• Document text
----------

I realized that, like any art, perfumery requires a concept and a level of creativity. I was surrounded by these other creative beings, and I was slightly intimidated. I didn’t have any new concepts. I struggled through self-criticism to find peace. A lot of the fragrance testing is reliant on memory – something that, for health reasons, along with brain fog, I can struggle with. I started to train my memory to work in visuals. It is amazing how hard it can be to differentiate Black Pepper from Frankincense in a blind smell test. I let go of the need to be good at it and I opened myself up to the joy of the ingredients which I was able to experience for the first time. In lieu of a concept, I trusted that if the process is joyful, and you end up with something that smells beautiful, then you have created a successful perfume. This is niche. This is life and this will stay with me.

I left Grasse, assured that my “DIY” of extracting my Gardenia oil to use in my oil-based perfumes was perfectly acceptable. I was inspired by a story told by the International Perfumery Museum, how, many many decades ago, how dipping your hands in honey and crushing the rose petals by hand in olive oil resulted in honey-infused rose oil.

I am not sure if it was the endorphins or the sea air, which I have always felt to be incredibly healing, the warm sun, the good coffee, or a mixture of all of the above but the ah-moment occurred while I was walking along the Antibes peninsula. My concept landed in my brain like a ghost from the past. I had it all along. I had literally forgotten it. This is my new challenge. I need to dig deep to create and launch the range of my dreams.

I still have a few outstanding oils to acquire but I have already started to play with new ones that I invested in, after my course. Oils that I would never have otherwise used.

Our weekly outings while on the course included a visit to the perfumer’s garden. My original love is plants, it was heaven interacting with plants I had never seen before, whose precious oils were familiar to me. The other was to a Jasmine and Tuberose farmer. We helped to harvest the Jasmine blooms. We frolicked in the Tuberose fields. It felt like a dream. I was living the dream. As we walked off the tuberose fields, I asked the farmer if he knew where I could buy a few bulbs. He stopped next the shed, grabbed a handful from a crate and put them in my hand. It felt like treasure. Although the harvest was underway in France in late summer, I was heading home to Spring, and it was the perfect time to plant the bulbs. I am happy to report, that at the time of writing this, 6 of the bulbs have taken and are thriving. And with the blooms, I intend to soak my hands in honey and crunch them into oil to make a honey infused Tuberose oil. It fills my heart to know that I have a piece of Grasse with me forever.

----------

• Record extracts
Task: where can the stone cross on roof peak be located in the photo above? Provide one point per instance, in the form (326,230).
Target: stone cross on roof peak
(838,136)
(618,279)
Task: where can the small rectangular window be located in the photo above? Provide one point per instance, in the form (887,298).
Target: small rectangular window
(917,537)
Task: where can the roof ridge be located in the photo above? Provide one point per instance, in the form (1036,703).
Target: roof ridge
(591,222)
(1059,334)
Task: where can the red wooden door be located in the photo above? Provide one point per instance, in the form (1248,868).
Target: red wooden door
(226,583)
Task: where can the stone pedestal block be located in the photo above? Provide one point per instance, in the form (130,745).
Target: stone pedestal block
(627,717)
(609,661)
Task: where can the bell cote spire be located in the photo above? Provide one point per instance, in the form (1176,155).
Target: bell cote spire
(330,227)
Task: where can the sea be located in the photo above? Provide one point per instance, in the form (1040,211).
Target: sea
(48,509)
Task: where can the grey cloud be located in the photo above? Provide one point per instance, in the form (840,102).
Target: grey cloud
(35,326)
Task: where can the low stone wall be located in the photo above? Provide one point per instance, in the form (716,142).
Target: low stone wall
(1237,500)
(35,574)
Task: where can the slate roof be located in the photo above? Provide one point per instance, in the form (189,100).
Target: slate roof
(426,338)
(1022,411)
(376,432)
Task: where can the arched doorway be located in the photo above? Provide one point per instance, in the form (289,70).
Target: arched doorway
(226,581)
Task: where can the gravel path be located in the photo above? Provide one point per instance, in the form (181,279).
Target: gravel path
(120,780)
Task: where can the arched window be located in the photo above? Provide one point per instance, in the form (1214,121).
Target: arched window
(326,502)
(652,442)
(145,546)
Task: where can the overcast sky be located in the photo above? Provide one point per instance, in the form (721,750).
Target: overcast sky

----------

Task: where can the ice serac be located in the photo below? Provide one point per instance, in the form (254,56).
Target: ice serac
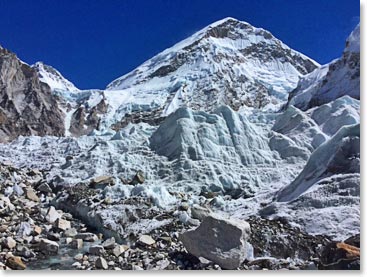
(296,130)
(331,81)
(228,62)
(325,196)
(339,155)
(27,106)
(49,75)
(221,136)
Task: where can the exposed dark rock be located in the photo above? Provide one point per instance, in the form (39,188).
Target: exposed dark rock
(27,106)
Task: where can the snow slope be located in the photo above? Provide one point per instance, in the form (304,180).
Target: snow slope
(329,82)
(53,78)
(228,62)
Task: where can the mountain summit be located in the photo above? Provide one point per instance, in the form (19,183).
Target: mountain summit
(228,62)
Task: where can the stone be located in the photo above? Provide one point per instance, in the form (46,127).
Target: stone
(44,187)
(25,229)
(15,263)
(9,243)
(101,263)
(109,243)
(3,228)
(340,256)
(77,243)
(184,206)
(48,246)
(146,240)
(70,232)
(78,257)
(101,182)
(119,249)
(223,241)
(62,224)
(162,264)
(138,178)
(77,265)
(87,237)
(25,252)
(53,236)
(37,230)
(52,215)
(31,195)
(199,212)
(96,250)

----------

• Work to be completed
In the perfumery text, how many of the tuberose bulbs had taken at the time of writing?

• Task output
Six of the bulbs had taken and were thriving.